══ Supplied data

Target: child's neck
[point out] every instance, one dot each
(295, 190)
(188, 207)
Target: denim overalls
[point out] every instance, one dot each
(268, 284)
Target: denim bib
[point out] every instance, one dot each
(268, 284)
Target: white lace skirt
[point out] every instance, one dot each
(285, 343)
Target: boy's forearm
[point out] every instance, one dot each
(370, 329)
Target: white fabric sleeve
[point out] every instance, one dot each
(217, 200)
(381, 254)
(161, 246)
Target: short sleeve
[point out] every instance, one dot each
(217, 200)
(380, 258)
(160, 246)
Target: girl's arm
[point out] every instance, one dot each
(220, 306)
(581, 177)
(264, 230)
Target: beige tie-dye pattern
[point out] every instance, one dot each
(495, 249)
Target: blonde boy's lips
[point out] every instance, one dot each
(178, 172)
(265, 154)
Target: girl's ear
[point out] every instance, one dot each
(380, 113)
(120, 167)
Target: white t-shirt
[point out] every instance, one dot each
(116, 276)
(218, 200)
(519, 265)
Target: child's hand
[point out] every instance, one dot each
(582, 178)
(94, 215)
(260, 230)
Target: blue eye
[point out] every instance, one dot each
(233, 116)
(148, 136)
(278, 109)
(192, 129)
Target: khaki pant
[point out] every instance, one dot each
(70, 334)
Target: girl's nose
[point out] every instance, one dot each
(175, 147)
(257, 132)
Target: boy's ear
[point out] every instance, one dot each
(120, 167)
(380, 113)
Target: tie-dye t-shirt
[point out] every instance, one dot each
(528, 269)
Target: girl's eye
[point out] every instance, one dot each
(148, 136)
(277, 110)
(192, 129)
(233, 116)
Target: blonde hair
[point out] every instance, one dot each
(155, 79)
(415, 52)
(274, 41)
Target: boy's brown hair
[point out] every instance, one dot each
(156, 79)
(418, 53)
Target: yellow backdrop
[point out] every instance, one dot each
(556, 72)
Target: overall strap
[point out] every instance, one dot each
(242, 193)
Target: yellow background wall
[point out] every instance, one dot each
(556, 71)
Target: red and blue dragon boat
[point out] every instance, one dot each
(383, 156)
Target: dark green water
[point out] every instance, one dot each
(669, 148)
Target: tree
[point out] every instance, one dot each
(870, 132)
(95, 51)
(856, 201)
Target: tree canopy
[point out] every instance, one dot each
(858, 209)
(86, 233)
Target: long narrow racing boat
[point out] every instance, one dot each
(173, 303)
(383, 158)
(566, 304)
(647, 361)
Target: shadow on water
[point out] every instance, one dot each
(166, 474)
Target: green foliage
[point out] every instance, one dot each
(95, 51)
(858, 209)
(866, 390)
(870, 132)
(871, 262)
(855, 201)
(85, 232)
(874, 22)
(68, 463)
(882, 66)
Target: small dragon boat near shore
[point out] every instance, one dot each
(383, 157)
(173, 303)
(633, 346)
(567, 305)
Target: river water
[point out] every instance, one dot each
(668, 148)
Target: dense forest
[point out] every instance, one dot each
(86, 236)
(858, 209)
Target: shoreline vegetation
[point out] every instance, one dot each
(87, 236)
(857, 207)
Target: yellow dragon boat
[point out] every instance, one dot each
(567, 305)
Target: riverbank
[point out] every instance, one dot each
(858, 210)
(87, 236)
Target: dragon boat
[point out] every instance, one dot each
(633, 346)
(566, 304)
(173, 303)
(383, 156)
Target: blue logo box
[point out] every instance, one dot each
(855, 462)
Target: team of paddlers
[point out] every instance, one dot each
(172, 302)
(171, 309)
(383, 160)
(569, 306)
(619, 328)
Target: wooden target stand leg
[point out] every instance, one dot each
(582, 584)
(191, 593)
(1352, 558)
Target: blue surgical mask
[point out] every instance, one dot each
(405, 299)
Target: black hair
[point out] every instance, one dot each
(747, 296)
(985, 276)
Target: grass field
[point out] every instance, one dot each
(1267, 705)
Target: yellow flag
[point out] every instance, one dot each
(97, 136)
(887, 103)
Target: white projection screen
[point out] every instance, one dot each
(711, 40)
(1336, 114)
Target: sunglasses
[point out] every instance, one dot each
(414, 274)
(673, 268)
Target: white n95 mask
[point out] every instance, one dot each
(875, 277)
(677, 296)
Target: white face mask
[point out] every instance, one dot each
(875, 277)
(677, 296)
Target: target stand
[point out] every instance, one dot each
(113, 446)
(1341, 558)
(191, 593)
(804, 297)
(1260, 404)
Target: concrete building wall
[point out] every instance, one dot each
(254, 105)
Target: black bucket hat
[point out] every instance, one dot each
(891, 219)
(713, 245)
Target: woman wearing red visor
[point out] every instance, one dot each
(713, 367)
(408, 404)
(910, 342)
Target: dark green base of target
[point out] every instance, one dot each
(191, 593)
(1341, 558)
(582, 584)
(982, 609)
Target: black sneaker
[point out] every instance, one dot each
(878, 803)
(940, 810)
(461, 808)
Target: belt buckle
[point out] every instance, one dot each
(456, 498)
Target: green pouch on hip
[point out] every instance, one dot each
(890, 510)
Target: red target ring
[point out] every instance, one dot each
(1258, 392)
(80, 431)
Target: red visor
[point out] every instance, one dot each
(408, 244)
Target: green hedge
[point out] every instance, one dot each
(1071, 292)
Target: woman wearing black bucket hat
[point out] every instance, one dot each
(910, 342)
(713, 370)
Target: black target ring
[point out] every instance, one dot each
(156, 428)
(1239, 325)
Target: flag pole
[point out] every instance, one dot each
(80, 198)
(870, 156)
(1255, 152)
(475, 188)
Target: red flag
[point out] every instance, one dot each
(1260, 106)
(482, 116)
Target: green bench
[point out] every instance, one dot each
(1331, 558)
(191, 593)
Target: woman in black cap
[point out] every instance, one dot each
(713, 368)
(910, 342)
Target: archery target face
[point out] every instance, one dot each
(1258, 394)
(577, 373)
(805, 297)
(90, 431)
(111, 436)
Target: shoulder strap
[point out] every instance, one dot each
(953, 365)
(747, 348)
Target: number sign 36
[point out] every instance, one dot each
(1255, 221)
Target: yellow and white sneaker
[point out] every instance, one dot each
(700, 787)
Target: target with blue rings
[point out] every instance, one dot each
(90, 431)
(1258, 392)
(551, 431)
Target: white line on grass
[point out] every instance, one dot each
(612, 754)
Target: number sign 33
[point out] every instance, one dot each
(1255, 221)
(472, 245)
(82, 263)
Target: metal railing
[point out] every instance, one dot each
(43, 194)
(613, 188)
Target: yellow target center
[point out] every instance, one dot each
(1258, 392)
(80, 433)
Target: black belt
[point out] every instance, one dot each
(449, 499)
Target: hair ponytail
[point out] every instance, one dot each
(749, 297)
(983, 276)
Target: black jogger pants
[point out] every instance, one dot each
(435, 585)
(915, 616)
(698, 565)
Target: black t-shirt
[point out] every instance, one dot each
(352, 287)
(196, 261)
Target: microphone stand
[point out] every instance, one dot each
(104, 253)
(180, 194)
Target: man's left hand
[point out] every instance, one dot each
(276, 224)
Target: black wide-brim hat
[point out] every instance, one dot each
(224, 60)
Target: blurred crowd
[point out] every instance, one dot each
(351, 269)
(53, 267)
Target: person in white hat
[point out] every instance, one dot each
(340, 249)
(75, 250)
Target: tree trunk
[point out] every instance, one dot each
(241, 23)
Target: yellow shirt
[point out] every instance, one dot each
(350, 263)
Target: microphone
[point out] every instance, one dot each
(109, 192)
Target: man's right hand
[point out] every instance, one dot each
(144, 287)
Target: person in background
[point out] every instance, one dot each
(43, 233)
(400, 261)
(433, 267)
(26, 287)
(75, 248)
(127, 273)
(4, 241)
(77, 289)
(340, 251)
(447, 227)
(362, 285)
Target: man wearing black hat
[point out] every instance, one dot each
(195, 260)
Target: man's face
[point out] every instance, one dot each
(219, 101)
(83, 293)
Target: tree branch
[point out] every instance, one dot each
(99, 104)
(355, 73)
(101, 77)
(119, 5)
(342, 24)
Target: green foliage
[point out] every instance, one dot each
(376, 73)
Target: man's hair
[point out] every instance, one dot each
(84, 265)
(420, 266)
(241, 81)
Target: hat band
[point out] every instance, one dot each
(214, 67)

════

§ **Your task**:
What you return must be the lines above that run from the line with "Target: yellow target center" to the line with "Target: person in white hat", inclusive, each copied exactly.

§ **Solution to this task**:
Target: yellow target center
[point out] every instance, one dot each
(1258, 392)
(80, 433)
Target: black belt
[point out] every instance, one dot each
(449, 499)
Target: hair ponytail
[point out] every instance, one dot each
(749, 297)
(983, 276)
Target: black jogger pants
[point out] every instance, one dot each
(435, 585)
(915, 616)
(698, 565)
Target: black t-shirt
[point out] every instance, one dot each
(352, 287)
(196, 261)
Target: microphone stand
[point out] every instance, one dot each
(104, 253)
(180, 194)
Target: man's left hand
[point out] every instance, one dot each
(276, 224)
Target: black wide-brim hat
[point out] every instance, one dot each
(224, 60)
Target: blurred crowd
[point out] every instance, one dot each
(351, 269)
(53, 267)
Target: person in white hat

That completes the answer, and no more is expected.